*** DOCUMENT PASSAGE ***

Categories: Missions, Revival | Tags: , , , , , , , | Leave a comment

The Rewards of Hard Work

Mert at work.

Mert at work.

I work in a community mental health agency. I invest time in it and expend effort, so it is work.

I got the position through many hard life experiences and continue in the job through hours in the office and with folks I serve. Sometimes saddened by the choices people make.

BUT, the longer I continue in this, the more I am finding that some people are willing to make good decisions. While reasonable pay is one kind of reward, seeing lives change for the better is an even more rewarding aspect of the work.

Here is an overview of my work & its rewards:

Peer support helps healing process

A couple years ago my son, Merton Hershberger, began working at a community mental health agency as a peer support counselor. He recently described to me the physical benefits as well as the financial benefits already seen in this pilot program.

From the late 1950’s to the early 1970’s, across the country, governments were setting up community mental health agencies (CMHs). While for some it was an improvement over asylums, for others, it simply meant a change in residence. It did not end the fact of their diagnosis with schizophrenia, bipolar disorder (manic-depression), chronic depression, anxiety or some other host of problems.

In fact, recent studies have shown that people who receive services through CMHs die, on average, 25 years younger than the rest of the population. There are several factors: people with serious mental health challenges are more likely to be obese, smoke and abuse alcohol, aside from a higher rate of suicide. Poor mental health tends to lead to a lack of ability to focus on other areas of health.

*** End of DOCUMENT PASSAGE ***

:: REQUIRED WORK ::
Carry on the post about mental health peer support from its last sentence. The rows that follow play no part in the work on the post about mental health peer support.

*** DATA EXTRACTS ***

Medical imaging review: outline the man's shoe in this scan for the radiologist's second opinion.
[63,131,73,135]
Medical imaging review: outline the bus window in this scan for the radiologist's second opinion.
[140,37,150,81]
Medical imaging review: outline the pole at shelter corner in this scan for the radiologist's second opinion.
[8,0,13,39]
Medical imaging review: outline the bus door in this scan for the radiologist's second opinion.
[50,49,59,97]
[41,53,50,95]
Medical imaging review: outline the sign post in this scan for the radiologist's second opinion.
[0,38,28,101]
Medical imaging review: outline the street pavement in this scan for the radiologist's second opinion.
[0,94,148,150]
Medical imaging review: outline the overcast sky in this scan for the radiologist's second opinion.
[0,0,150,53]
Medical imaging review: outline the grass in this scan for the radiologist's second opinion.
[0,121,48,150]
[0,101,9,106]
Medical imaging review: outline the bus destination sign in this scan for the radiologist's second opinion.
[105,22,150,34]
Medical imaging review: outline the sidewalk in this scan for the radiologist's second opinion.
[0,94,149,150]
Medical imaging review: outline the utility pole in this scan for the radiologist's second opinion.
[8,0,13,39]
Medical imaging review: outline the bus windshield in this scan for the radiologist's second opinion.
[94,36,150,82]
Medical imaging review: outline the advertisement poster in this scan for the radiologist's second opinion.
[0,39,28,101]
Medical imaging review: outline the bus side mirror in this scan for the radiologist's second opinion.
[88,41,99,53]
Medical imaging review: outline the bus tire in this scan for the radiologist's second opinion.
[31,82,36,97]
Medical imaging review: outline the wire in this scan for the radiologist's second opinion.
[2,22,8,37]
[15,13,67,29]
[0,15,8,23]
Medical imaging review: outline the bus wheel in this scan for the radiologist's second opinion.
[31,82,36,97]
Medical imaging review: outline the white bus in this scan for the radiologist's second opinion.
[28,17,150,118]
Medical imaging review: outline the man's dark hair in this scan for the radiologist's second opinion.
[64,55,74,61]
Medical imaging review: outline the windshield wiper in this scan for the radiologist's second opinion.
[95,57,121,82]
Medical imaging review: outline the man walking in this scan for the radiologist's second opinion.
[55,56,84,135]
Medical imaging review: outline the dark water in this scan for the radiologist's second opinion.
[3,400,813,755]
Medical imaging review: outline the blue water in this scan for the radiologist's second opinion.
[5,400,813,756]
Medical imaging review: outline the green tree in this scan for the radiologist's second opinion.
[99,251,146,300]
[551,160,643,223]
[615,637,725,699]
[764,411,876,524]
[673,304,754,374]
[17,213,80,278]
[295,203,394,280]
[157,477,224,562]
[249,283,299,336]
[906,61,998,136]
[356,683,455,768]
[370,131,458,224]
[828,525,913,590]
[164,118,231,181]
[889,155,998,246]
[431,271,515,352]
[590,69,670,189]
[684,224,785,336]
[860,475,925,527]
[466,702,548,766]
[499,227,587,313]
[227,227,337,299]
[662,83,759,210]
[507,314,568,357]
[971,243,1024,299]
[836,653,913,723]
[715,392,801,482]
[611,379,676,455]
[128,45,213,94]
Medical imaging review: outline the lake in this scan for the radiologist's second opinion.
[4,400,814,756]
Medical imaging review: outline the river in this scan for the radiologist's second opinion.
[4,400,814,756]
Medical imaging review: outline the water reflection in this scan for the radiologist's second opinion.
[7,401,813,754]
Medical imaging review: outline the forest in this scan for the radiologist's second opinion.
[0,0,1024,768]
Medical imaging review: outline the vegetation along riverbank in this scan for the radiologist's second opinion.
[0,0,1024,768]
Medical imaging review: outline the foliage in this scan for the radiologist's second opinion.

*** End of DATA EXTRACTS ***

:: THE ANSWER ::
As this fact came to the surface and the startling barriers to recovery were faced, beginning in 2009, federal grants to facilitate integrated health in these CMHs were given.

Washtenaw County in Michigan is the home of a forensic psychiatric hospital, three inpatient psychiatric hospitals and a Community Mental Health Agency, along with a couple of schools for social work and graduate psychology and psychiatry programs. It is a great place to get sick if you have a mental illness.

However, people with a mental illnesses tend to die younger and that is not so great as was underscored with the recent news that another agency client died. My job is to help reverse those trends, and we are seeing SOME progress.

Michigan is a national leader in equipping those with a history of mental illness to give back by opening the door of employment for those who are further along the road to recovery to share their lives and stories and hope with others.

For several years, the CMH in Washtenaw County has had an Integrated Health program which sought to address chronic health conditions such as diabetes, cardiovascular disease, obesity and respiratory disease (often caused by smoking), as well as prevention and now substance abuse. While there are other issues that have been addressed, these are what helped lay the foundation of a bridge from mental illness to creating a medical home and giving broader access to mental health services.

We are finding that as we engage with clients on a personal basis, whether our role is as a nurse, dietitian, nurse practitioner or peer, people are recovering.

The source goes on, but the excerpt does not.